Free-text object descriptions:
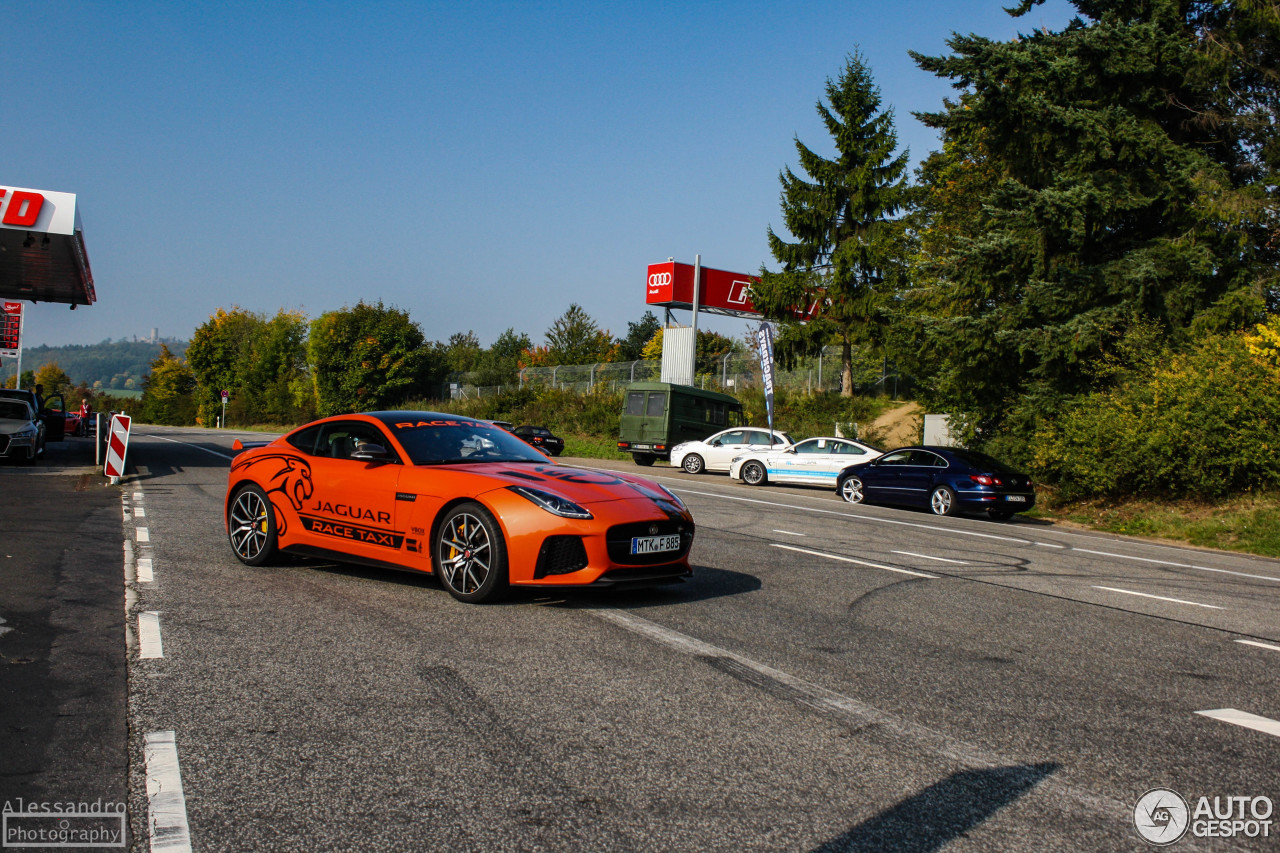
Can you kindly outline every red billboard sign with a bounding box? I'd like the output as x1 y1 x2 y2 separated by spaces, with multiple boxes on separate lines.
645 261 819 321
1 301 21 357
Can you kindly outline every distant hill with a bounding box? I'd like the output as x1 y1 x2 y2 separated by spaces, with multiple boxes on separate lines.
4 340 188 392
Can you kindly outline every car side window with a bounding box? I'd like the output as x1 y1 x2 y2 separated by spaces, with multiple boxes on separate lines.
769 433 789 445
794 440 821 454
645 392 667 418
908 450 947 467
836 443 867 456
287 424 324 455
318 422 396 461
625 392 645 416
880 451 912 466
719 430 746 445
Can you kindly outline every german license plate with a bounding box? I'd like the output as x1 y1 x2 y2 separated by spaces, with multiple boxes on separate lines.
1006 495 1026 503
631 534 681 555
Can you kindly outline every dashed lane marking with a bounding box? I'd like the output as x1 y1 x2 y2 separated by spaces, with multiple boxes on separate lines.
144 730 193 852
1235 639 1280 653
1091 586 1224 610
1195 709 1280 739
892 550 969 565
772 543 938 578
138 611 164 659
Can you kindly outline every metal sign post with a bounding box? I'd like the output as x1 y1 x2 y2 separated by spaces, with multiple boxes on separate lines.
221 389 229 428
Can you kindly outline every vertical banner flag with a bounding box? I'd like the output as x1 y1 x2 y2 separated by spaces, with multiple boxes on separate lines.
1 302 22 359
757 322 776 435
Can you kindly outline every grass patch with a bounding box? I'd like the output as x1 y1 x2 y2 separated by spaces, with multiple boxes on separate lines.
562 434 630 461
1029 489 1280 558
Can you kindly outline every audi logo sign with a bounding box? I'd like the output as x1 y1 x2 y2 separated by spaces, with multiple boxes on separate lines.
645 260 819 322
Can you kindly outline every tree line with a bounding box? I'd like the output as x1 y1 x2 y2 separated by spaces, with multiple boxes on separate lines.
139 303 740 427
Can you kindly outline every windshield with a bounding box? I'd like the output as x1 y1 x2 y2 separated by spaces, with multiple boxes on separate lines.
0 401 30 420
389 418 550 465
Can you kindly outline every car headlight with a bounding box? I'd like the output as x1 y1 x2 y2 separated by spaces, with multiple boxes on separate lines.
672 442 690 452
731 455 745 464
507 486 593 519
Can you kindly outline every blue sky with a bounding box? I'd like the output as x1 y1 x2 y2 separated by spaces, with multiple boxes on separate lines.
8 0 1077 350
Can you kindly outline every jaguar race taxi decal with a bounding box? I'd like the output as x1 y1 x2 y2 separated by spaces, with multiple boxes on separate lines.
229 452 314 536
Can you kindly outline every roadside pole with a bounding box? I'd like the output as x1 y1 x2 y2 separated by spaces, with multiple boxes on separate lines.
689 254 701 382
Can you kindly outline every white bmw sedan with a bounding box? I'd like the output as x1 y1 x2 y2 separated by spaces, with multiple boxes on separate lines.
729 436 882 487
669 427 794 474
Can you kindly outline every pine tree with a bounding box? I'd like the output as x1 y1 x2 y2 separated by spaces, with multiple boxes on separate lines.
752 52 910 396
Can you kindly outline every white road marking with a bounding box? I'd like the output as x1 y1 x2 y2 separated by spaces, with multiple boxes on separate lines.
892 550 969 565
0 616 12 638
1091 586 1224 610
144 433 234 460
772 543 938 578
1034 542 1066 549
138 611 164 659
135 506 146 518
772 529 806 537
660 486 1035 545
136 527 150 543
1195 708 1280 739
137 557 154 584
1235 639 1280 653
1074 547 1280 583
144 730 193 852
133 491 144 501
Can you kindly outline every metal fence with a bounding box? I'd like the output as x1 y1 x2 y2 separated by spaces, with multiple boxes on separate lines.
441 347 904 400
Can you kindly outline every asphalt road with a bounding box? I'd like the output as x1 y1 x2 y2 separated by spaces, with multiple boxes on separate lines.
5 425 1279 851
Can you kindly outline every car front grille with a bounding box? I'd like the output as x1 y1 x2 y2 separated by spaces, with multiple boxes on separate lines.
605 519 694 565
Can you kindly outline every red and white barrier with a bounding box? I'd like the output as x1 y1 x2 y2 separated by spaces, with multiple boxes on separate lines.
104 413 132 480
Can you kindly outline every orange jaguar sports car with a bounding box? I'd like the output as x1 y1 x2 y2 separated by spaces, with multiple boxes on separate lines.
224 412 694 602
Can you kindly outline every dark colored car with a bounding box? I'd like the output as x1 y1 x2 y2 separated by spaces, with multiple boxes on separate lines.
835 445 1035 520
513 425 564 457
0 388 65 445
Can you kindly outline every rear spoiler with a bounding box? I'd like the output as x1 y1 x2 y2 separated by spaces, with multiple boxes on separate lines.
231 438 270 455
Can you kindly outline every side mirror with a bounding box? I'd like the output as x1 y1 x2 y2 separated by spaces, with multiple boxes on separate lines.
709 439 721 447
352 443 392 462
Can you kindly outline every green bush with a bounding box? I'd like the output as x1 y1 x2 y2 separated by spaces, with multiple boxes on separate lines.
1031 331 1280 499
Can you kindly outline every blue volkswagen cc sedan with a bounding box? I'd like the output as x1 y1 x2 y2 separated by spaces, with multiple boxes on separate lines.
835 446 1035 520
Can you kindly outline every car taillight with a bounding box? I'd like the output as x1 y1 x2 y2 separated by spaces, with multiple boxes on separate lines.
970 474 1002 486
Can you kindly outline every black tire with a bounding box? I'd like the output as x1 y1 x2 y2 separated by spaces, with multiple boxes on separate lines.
930 486 958 516
987 510 1013 521
839 476 865 504
742 461 767 486
435 502 509 604
681 453 705 475
632 453 655 467
228 484 279 566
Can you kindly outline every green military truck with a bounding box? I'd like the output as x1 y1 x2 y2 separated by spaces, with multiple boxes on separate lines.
617 382 744 466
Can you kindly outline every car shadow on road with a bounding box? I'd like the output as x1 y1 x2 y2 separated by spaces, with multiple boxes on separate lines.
271 559 760 608
810 762 1059 853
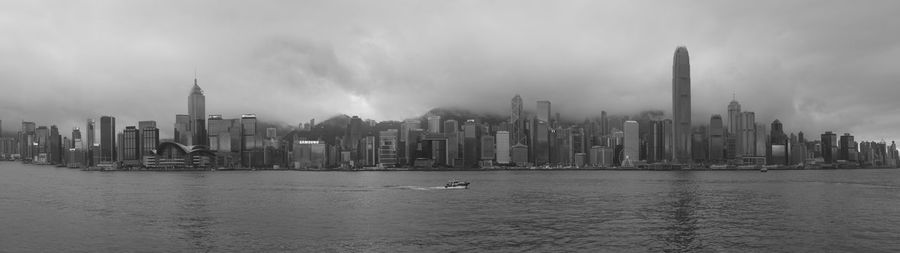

* [Exercise goal]: Pictures don't belong in the copy. Restate all the entries exactly.

* [Answer below]:
Can you kindly outline every red billboard sign with a bounding box? I'd like the output as x1 y1 x2 y2 separated by spaces, with multiple boxes on separate lines.
645 261 819 321
1 301 21 357
Can you kindly outline every distant hill with a bounding box? I'd like the output as x1 y1 x2 y2 separated by spaces, with multiple boxes on separate lines.
4 340 188 392
Can you kindly outline every car side window with a bounding box? I'd like the output as x1 y1 x2 y2 separated by spaces, with multiple boxes on separate lines.
769 433 789 445
794 440 821 454
645 392 667 418
908 450 947 467
836 443 867 456
287 424 324 455
318 422 396 461
625 392 645 416
880 451 912 466
719 430 746 445
Can you kindly outline every german license plate with a bounding box? I'd like the output as x1 y1 x2 y2 separated by spaces, with multiple boxes on separate lines.
1006 495 1026 503
631 534 681 555
Can you kindly outline every dashed lane marking with a bounding box? I'd like the output as x1 y1 x2 y2 separated by spaces, with multiple boxes on separate lines.
144 730 193 852
1235 639 1280 653
1091 586 1224 610
1195 709 1280 739
892 550 969 565
772 543 938 578
138 611 164 659
Can you kindly outline every metal sign post with a bounding box? I'd like the output as x1 y1 x2 y2 separated by spaces, with multiple boxes on separate lines.
221 389 229 428
Can you kindly outline every vertical banner flag with a bounding box? I'd like the output as x1 y1 x2 y2 separated by spaces, with multiple boxes on separate lines.
1 302 22 359
757 322 776 435
Can you kindly outline every grass patch with a bounding box? I'd like the output as x1 y1 x2 y2 separated by spaces, with multiple boxes on separate lines.
562 434 630 461
1029 489 1280 558
Can you kindly outline every audi logo sign with a bounding box? I'd like the output as x1 y1 x2 y2 separated by spaces, with multiple boxes on separate lines.
645 260 819 322
Can you kindly outline every tree line with a bounding box? I'd like the output as x1 y1 x2 y2 separated by spaces, with multiple boxes on separate lines.
139 303 740 427
Can you kindly outline every windshield with a bounding box? I'd like the output as x1 y1 x2 y2 separated by spaces, with multiple boxes on separate lines.
0 401 30 420
389 418 550 465
Can you kindly outline every car headlight with a bounding box? I'd like the output as x1 y1 x2 y2 separated by spaces, with multiple boxes on separate lines.
672 442 690 452
731 455 745 464
507 486 593 519
Can you kindly outline every blue sky with a bounding box? I'd like the output as x1 y1 x2 y2 separated by spaces, with multiple boxes on separate lines.
8 0 1077 350
Can you kindly outline every jaguar race taxi decal with a bounding box? I'd like the output as x1 y1 x2 y2 separated by spaces, with multiple boxes on separate lines.
229 452 314 536
Can you kindly outline every roadside pole with a bounding box? I'd like the output as x1 y1 x2 y2 separated by spaces, with multiple boxes on separate lines.
689 254 701 382
Can you kindly outline every white bmw sedan with a bounding box? I'd like the output as x1 y1 x2 y2 separated by spaces, with multiple boxes on separate lines.
729 436 882 487
669 427 794 474
Can you kindly outline every pine tree with a bounding box? I'd like the output as x1 y1 x2 y2 separated by spaces, with multiple boxes on separate lines.
752 52 910 396
Can you kindly outline every white road marking with a bounding box? I'd like the output as x1 y1 x2 y2 separated by spaces, with multiple boxes on separate lines.
892 550 969 565
0 616 12 638
1091 586 1224 610
144 433 234 460
772 543 938 578
1034 542 1066 549
138 611 164 659
135 506 146 518
772 529 806 537
660 486 1035 545
136 527 150 543
1195 708 1280 739
137 557 154 584
1235 639 1280 653
1074 547 1280 583
144 730 193 852
133 491 144 501
Can you kindly outline every metal fence with a bounding box? I'd like the output as x1 y1 x2 y2 separated by spaces, with multiple boxes on separate lines.
441 347 904 400
Can you kindly outline every asphalt road with a bounding box? I'd like the output as x1 y1 x2 y2 separated by spaces, with multiple boxes on separate lines.
5 425 1279 851
Can you kindly outline every car front grille with a bounding box? I'd like the output as x1 y1 x2 y2 separated by spaces, with multiple boxes on separate lines.
605 519 694 565
Can you kindly outline every red and white barrier with a bounding box? I'd like the output as x1 y1 x2 y2 separated by spaces, with multiple boxes on separate lines.
104 413 132 480
Can you kindly outline every orange jaguar sports car with a bounding box? I'd like the output as x1 y1 x2 y2 separated by spaces, with multiple boxes on separate lines.
224 412 694 602
Can you kindly outline every dark colored car with a bounding box? I'd like the output as x1 y1 x2 y2 separated by spaces, with multiple boxes on separate lines.
835 445 1035 520
513 425 564 457
0 388 65 445
Can you kindly outline every rear spoiler with a bounding box? I'd like the output as x1 y1 x2 y2 separated by spaces, with multiple boxes on separate lines.
231 438 270 455
Can you kindly outline every side mirror with a bounding box? I'd like the output as x1 y1 x2 y2 separated by spaces, with multiple boxes on separate lines.
709 439 721 447
352 443 392 462
Can you kindly outline every green bush with a bounding box? I'd like the output as x1 y1 x2 y2 separated by spaces, with multiple boxes on separate lines.
1031 331 1280 499
Can you kindly outline every blue volkswagen cc sedan with a bounding box? I'd like the output as x1 y1 x2 y2 separated by spaces, with multiple boxes on separate lines.
835 446 1035 520
Can you kindly outline every car taillight with a bounding box? I'd like the output as x1 y1 x2 y2 separated by spaces, with multiple boxes on separate lines.
970 474 1002 486
Can you kindly outline every black tire with a bounding box? I'd like the output as x1 y1 x2 y2 separated by spaces, with multiple boxes on separate lines.
930 486 958 516
987 510 1013 521
839 476 865 504
742 461 767 486
435 502 509 604
681 453 705 475
632 453 655 467
228 484 279 566
Can you kindly outline every green military truck with a bounding box? I'd like the output as x1 y1 x2 y2 separated by spaces, with multiple boxes on separate lines.
617 382 744 466
Can you kindly outline every car shadow on road with a bounding box? I'd like the output as x1 y1 x2 y2 separated by spaces, with multiple boxes on separate lines.
271 559 760 608
810 762 1059 853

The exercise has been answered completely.